- Exercise details -
Recast as a Markdown table with the columns Row and Line the lines starting with the line that contains "output [[304, 5]]." and going on through the line that contains "[[182, 178]]", both included. Number each row and leave out blank lines.

- Data for the task -
☆ ☆ ☆

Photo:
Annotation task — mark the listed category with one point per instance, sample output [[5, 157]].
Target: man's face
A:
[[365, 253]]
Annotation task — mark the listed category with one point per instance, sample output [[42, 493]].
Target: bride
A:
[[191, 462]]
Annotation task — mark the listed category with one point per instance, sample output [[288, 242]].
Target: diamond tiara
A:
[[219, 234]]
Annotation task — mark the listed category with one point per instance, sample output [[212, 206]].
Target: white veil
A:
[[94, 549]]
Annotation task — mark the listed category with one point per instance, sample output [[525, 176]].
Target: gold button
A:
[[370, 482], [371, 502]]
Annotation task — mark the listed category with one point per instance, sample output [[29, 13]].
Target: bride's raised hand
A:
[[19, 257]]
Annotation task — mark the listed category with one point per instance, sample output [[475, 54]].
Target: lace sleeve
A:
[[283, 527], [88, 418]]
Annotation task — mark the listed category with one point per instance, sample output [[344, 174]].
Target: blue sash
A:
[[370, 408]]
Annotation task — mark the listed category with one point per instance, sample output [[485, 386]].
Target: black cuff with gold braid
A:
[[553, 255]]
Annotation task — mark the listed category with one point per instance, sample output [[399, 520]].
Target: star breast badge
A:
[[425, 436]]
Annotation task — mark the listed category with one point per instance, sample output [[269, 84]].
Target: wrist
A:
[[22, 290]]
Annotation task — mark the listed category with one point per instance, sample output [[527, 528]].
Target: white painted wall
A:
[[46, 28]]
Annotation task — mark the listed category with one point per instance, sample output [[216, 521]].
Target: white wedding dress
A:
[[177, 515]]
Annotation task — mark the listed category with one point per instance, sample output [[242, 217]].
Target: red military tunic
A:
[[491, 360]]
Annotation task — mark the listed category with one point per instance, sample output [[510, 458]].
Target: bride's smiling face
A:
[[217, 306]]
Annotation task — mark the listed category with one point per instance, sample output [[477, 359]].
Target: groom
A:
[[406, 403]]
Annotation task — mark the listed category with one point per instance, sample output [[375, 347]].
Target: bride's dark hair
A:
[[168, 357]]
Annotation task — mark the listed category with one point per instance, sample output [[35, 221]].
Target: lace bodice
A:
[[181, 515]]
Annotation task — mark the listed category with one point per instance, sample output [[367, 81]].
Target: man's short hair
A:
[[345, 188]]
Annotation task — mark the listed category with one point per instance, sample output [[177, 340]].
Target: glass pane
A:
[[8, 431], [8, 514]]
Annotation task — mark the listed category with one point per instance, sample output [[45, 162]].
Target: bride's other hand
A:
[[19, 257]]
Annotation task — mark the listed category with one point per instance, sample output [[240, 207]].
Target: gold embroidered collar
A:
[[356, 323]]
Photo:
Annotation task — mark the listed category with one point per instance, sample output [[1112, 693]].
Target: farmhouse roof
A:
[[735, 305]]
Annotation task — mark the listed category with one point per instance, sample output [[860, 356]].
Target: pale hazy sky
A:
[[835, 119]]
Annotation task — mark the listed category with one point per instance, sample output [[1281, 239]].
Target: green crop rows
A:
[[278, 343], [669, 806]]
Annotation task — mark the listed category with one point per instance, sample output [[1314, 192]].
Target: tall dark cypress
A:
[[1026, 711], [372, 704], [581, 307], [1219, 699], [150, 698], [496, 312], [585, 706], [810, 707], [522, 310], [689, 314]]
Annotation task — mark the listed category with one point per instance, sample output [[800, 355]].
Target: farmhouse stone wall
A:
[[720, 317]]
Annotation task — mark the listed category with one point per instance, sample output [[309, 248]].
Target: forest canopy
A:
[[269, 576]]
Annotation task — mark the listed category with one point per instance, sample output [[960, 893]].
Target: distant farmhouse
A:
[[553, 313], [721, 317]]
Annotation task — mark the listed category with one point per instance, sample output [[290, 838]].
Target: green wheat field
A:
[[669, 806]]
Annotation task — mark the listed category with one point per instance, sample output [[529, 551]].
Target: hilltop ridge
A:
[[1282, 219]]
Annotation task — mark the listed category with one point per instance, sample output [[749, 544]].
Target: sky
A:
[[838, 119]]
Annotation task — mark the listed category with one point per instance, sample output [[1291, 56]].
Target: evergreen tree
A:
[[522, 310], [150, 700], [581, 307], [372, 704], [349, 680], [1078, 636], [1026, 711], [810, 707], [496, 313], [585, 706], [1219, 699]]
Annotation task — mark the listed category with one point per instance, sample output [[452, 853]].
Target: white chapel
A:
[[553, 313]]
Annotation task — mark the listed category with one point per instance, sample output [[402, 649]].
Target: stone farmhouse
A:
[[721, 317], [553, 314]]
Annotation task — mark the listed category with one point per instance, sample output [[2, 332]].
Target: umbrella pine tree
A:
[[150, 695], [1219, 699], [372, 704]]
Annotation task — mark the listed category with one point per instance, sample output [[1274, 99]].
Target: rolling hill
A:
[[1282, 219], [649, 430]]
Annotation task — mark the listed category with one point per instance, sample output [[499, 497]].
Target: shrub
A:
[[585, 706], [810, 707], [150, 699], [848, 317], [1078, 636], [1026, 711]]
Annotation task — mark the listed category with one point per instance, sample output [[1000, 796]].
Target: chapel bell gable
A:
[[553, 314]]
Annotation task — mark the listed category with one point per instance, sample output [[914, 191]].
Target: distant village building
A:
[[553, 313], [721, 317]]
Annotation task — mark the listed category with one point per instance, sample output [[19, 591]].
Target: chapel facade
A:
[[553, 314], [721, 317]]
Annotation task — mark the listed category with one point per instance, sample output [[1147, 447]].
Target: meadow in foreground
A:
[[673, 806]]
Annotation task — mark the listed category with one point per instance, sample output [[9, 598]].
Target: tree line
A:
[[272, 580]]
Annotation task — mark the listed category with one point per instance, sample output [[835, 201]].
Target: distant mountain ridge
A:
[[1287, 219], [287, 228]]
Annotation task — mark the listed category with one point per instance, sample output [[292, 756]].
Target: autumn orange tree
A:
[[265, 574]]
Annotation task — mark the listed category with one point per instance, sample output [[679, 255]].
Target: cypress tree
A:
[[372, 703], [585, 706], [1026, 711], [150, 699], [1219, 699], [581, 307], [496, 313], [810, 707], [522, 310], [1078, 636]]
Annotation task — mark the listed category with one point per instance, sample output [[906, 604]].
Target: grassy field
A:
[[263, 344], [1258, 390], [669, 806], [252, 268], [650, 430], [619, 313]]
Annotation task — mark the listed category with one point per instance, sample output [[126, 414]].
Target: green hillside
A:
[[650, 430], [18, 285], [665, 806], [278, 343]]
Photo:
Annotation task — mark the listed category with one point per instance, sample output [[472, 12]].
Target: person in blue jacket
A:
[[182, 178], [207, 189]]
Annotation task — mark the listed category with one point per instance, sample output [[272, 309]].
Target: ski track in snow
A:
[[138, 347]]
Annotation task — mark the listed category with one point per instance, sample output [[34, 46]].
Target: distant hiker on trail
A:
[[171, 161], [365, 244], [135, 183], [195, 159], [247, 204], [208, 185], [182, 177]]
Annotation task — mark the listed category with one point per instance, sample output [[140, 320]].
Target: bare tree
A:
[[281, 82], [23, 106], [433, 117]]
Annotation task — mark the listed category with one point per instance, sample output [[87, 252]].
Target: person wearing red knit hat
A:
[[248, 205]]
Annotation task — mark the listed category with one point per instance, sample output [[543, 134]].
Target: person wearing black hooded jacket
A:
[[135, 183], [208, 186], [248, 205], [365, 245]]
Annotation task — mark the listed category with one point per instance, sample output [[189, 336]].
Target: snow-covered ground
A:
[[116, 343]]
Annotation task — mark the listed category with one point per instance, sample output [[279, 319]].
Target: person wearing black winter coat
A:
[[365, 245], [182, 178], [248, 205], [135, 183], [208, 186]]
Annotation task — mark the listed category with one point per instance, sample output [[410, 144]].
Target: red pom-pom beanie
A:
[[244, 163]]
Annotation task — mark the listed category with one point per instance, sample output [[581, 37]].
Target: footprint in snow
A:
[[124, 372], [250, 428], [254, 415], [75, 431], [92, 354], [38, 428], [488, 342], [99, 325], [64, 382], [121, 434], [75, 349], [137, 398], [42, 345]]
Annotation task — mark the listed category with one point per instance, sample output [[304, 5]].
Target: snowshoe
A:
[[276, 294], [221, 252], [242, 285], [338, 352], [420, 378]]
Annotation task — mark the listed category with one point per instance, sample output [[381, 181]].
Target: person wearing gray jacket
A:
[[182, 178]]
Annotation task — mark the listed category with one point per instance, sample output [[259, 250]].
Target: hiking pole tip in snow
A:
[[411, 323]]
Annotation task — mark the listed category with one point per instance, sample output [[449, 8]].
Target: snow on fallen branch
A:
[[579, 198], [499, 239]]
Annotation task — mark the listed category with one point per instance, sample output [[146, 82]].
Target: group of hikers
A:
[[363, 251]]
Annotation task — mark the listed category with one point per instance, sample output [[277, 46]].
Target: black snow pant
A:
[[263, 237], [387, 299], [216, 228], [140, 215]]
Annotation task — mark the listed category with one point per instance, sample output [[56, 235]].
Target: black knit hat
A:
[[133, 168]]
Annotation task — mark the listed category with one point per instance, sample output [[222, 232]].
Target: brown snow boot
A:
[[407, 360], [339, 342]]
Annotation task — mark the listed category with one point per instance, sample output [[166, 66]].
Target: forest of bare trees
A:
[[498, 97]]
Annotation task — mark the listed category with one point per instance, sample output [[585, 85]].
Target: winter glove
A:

☆ ☆ ☆

- Response below -
| Row | Line |
|---|---|
| 1 | Annotation task — mark the listed category with one point per instance, sample output [[304, 5]]. |
| 2 | Target: snowshoe |
| 3 | A: |
| 4 | [[276, 294], [221, 252], [242, 285], [338, 352], [420, 378]] |
| 5 | Annotation task — mark the listed category with one point per instance, sample output [[381, 181]]. |
| 6 | Target: person wearing gray jacket |
| 7 | A: |
| 8 | [[182, 178]] |